Saved data entries:
+++
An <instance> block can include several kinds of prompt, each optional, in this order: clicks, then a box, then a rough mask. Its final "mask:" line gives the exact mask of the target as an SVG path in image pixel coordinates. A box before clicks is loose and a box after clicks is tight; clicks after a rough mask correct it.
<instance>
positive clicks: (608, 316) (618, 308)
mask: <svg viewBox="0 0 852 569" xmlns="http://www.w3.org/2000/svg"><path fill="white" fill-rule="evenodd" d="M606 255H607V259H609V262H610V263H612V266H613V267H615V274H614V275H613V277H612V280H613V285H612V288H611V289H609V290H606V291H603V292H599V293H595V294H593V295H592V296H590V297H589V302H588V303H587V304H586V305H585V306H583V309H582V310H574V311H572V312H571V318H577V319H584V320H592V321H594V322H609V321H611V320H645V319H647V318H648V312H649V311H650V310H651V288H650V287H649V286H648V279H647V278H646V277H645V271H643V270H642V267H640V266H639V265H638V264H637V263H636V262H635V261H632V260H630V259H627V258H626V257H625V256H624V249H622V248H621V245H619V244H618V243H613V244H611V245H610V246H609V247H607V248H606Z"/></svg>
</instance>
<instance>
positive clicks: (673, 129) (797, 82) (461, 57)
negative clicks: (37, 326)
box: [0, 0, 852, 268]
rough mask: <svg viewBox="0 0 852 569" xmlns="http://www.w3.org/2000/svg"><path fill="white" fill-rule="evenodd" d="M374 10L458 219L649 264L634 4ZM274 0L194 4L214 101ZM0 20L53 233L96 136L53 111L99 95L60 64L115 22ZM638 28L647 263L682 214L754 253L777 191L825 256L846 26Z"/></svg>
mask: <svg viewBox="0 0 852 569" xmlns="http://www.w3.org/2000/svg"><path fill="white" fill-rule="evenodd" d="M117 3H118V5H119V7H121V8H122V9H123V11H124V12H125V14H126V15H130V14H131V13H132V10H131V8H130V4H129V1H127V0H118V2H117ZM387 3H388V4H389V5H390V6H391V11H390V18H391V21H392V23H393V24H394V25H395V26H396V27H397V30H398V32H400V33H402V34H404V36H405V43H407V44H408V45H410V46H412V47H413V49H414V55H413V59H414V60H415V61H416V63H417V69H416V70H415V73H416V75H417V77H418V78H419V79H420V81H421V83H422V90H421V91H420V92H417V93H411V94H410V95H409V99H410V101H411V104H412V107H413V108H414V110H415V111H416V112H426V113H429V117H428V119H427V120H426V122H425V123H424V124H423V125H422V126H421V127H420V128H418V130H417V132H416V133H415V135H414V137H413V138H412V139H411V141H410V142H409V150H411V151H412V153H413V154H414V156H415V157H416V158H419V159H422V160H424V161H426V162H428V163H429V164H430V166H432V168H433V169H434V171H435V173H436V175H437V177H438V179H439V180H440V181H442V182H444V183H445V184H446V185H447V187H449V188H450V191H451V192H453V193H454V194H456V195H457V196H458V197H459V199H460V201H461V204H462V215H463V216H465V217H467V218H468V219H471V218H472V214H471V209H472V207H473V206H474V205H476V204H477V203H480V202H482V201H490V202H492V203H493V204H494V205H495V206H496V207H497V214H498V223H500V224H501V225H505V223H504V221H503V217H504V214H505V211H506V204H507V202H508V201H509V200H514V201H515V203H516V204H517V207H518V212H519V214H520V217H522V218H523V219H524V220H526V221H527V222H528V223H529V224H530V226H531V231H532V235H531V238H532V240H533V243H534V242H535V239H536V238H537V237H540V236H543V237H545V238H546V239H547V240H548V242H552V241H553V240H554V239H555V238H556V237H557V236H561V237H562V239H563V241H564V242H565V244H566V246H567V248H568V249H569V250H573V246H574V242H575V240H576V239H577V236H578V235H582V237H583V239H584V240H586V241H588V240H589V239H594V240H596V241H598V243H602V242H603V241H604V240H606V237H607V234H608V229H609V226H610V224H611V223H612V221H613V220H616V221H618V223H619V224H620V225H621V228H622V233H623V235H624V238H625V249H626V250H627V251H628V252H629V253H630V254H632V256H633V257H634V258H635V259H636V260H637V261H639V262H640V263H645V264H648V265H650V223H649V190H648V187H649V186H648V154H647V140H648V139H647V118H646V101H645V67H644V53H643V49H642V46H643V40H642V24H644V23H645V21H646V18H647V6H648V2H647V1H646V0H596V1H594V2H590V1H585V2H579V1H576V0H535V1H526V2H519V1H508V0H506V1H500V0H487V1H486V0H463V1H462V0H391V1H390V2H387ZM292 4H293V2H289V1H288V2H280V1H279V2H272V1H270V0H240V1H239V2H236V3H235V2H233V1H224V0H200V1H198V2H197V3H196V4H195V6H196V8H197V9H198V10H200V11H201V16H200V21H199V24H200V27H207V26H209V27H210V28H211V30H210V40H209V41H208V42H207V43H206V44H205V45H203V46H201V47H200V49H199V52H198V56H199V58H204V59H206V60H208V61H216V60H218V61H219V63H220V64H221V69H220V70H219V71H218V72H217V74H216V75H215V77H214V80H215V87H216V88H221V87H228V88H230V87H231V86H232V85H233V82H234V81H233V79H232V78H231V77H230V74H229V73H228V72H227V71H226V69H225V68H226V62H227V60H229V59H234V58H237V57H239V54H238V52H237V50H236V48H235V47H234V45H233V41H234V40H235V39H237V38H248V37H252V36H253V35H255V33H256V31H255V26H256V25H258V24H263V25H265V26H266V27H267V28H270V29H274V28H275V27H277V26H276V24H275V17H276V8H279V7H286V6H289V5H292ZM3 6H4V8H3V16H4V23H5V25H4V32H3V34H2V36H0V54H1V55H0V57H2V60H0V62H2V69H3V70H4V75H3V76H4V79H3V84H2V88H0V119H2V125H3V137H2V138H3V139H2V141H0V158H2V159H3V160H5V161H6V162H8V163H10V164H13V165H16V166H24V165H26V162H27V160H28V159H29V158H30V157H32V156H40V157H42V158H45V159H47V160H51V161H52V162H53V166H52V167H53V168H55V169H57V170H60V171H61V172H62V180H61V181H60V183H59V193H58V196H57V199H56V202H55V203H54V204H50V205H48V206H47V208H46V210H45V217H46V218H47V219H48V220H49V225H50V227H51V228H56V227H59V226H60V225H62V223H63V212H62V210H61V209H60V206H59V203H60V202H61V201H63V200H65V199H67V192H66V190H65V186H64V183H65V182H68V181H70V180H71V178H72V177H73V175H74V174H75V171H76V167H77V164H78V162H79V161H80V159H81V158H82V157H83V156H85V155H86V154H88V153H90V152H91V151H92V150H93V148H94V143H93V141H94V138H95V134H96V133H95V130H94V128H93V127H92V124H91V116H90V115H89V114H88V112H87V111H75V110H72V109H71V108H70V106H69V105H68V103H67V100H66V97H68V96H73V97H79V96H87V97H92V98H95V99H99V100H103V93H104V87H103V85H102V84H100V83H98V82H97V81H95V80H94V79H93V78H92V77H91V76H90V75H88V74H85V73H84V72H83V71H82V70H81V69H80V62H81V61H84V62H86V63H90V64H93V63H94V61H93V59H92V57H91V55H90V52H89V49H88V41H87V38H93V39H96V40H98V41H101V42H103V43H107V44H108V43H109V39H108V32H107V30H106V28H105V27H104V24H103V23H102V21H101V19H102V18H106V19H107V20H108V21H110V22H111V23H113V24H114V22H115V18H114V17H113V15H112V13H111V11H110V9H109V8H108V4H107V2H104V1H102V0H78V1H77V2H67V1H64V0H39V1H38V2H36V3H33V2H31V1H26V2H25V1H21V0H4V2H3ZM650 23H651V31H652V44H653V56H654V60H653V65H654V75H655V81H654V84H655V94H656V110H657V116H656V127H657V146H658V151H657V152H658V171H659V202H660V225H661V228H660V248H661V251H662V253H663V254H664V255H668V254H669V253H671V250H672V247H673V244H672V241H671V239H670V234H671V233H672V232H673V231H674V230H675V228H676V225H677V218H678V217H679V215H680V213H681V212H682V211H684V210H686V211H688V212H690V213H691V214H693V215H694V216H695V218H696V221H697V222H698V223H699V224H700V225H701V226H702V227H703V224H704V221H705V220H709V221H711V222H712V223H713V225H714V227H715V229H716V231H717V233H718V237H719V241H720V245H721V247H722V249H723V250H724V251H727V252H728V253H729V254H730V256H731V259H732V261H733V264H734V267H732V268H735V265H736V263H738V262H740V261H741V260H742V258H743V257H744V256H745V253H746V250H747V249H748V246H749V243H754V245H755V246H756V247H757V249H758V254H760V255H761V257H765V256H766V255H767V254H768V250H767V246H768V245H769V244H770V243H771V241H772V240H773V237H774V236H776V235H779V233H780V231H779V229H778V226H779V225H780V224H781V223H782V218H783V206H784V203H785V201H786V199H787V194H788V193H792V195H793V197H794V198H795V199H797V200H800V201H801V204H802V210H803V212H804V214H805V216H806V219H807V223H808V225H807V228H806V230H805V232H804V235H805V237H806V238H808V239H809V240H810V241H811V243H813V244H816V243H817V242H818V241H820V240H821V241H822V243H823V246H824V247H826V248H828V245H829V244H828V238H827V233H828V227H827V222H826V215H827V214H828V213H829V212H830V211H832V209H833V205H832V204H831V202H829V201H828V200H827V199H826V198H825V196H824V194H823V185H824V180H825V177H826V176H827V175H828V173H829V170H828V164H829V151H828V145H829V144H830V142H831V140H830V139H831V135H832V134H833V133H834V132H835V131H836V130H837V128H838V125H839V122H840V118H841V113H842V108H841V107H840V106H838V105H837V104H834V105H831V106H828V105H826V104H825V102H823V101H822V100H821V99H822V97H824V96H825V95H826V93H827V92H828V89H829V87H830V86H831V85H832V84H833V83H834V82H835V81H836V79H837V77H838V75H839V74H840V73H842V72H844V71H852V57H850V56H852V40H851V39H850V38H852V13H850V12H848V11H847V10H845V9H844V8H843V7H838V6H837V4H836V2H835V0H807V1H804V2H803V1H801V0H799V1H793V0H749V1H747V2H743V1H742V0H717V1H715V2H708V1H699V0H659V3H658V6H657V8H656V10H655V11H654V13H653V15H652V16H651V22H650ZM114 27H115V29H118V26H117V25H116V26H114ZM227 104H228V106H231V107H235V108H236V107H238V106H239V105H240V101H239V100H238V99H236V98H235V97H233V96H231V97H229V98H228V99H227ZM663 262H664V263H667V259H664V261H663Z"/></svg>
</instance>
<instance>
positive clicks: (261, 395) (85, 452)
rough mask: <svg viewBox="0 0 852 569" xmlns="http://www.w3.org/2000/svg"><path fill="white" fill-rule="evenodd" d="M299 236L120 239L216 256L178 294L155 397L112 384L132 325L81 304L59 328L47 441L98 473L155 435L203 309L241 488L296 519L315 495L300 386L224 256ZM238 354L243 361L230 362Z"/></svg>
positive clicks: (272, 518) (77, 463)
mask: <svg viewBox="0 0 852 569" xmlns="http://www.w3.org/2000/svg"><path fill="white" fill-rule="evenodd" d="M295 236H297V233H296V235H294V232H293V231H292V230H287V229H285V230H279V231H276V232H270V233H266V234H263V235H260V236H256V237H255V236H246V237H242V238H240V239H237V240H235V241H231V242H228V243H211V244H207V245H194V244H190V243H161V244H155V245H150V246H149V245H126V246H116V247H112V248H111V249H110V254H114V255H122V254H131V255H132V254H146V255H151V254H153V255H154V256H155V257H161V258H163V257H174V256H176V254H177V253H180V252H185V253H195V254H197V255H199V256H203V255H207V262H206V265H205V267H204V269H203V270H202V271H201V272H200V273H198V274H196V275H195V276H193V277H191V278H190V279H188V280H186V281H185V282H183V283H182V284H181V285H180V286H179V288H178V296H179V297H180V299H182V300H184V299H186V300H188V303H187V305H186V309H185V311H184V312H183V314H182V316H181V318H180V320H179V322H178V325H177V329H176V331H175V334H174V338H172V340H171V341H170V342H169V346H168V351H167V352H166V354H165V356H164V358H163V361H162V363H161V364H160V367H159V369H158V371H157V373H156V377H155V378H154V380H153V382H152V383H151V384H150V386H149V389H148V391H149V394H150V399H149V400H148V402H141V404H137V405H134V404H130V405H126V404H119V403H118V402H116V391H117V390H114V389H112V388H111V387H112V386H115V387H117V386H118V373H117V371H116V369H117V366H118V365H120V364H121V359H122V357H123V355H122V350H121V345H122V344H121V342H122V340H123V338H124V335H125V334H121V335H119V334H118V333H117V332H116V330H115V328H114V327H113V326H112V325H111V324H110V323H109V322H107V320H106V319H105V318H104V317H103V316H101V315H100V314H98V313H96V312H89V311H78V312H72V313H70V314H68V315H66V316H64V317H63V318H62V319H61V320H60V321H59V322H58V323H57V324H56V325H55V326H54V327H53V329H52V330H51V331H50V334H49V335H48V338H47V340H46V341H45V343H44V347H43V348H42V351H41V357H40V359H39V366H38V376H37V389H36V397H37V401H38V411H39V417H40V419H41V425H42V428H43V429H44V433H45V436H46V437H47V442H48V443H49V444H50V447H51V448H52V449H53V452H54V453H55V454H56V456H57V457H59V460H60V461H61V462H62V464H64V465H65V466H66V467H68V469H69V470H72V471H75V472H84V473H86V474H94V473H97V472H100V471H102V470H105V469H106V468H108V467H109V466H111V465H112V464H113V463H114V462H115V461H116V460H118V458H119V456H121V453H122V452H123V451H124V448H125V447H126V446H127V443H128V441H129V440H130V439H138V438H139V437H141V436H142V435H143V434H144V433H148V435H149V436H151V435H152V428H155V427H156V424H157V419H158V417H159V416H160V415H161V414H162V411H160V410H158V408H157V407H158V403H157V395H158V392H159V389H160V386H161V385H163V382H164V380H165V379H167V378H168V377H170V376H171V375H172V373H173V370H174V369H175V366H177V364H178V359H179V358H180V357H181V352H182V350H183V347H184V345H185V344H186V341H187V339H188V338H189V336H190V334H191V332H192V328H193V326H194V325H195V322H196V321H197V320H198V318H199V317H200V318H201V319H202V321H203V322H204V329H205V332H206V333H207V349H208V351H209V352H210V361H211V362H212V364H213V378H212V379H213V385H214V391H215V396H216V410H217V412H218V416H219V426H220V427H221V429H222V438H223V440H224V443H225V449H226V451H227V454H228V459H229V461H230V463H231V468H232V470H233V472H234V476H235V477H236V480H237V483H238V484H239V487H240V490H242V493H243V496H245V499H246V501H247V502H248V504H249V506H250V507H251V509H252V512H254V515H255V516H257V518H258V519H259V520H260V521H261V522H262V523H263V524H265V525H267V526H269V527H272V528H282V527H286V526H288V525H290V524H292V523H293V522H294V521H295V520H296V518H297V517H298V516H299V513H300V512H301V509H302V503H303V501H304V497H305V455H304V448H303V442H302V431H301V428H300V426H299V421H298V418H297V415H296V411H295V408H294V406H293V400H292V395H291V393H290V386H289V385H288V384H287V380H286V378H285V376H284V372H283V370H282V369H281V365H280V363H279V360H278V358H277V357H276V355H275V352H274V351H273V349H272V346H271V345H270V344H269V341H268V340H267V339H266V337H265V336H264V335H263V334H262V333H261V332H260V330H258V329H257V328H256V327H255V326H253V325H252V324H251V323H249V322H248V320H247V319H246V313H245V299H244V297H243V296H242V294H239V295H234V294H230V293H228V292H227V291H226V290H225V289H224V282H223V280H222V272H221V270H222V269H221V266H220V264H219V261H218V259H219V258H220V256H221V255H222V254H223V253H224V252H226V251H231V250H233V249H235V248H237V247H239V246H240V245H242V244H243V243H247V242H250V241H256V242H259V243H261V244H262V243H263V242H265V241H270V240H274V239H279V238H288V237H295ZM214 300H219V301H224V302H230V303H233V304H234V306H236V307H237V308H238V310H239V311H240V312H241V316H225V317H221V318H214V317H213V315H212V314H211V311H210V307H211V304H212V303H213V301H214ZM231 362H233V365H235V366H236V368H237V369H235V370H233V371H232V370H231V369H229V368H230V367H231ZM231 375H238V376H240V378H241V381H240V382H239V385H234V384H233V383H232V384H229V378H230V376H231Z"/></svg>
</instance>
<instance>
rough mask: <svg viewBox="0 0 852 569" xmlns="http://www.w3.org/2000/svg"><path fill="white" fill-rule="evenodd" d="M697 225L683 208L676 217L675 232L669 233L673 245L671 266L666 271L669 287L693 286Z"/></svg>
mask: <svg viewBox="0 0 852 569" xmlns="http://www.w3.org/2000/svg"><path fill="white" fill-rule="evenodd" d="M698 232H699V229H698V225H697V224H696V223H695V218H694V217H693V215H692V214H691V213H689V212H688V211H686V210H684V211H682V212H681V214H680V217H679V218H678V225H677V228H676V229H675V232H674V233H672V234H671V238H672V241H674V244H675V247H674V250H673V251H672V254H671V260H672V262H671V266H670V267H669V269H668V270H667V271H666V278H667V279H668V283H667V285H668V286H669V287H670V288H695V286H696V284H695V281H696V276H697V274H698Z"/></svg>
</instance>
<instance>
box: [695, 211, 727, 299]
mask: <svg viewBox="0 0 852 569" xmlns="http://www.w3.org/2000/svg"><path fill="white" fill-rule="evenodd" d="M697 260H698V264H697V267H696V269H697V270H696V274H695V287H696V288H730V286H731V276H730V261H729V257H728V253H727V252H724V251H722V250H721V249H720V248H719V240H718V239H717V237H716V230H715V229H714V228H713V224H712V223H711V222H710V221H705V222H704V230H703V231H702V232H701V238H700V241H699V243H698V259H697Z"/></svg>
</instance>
+++
Work task — Edit the data from its first line through the line containing "positive clicks: (608, 316) (618, 308)" by changing "rough mask" to "coarse mask" and leaving everything else the same. Return only those lines.

Your solution —
An <instance> block can include several kinds of prompt, each optional, in this order: clicks, then a box, then a coarse mask. Its final "mask:" line gives the exact mask of the target as an SVG path in image pixel coordinates. A box before clicks is loose and a box after clicks is tight; clicks after a coarse mask correct it.
<instance>
positive clicks: (608, 316) (618, 308)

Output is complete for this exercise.